#### Point-per-instance localization data:
____

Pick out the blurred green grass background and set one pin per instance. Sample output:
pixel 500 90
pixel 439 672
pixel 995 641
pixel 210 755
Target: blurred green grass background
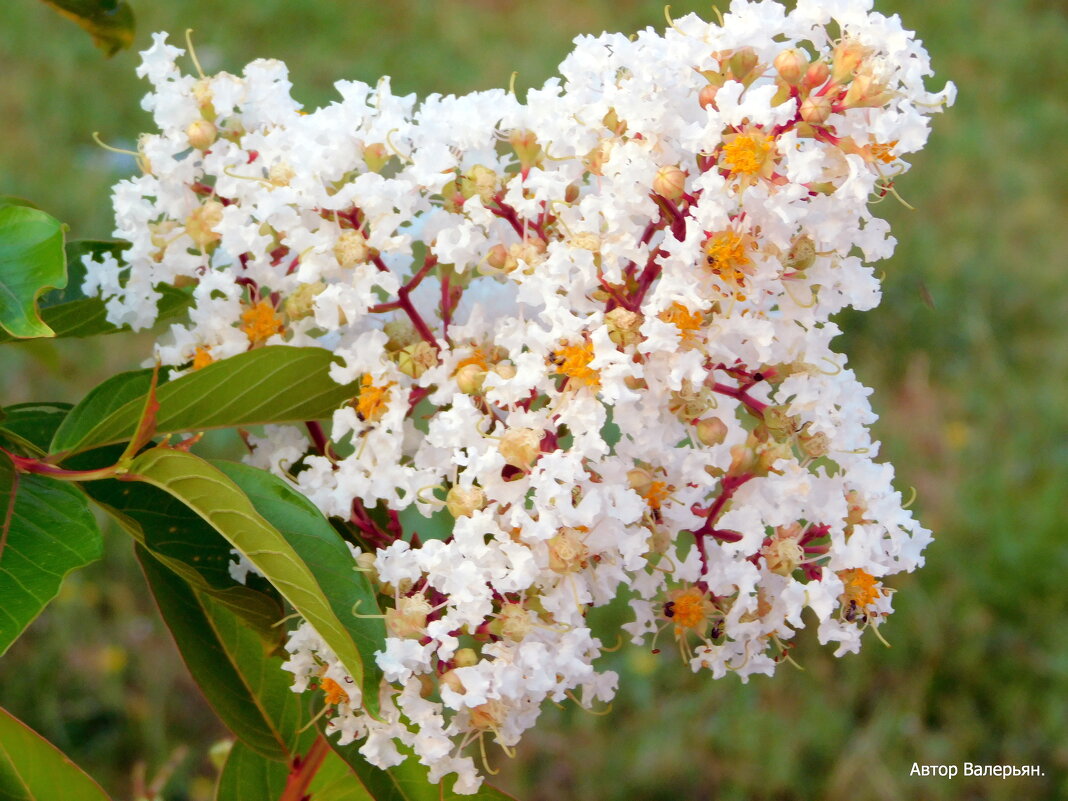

____

#### Task statement:
How many lines of the data contain "green"? Work it out and give only the number.

#### Exercise solution:
2